**What the task requires**
Rewrite the entries below, swapping every "dark" for "black" and changing nothing else. Leave the pictures out of your version.

[Coordinate annotation entries]
▼▼▼

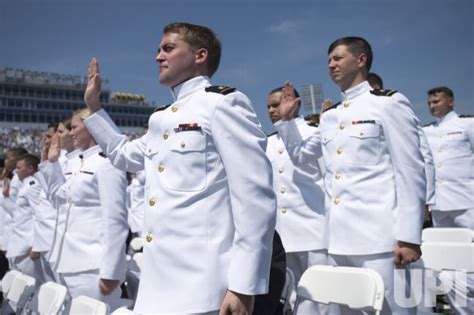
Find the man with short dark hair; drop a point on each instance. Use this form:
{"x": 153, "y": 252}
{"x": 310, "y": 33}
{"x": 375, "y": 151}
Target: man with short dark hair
{"x": 375, "y": 177}
{"x": 451, "y": 139}
{"x": 210, "y": 215}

▲▲▲

**Result of the exercise**
Find the man with short black hair; drop a point on each instance. Use this form:
{"x": 153, "y": 252}
{"x": 310, "y": 33}
{"x": 375, "y": 151}
Target: man with short black hair
{"x": 375, "y": 177}
{"x": 451, "y": 139}
{"x": 210, "y": 215}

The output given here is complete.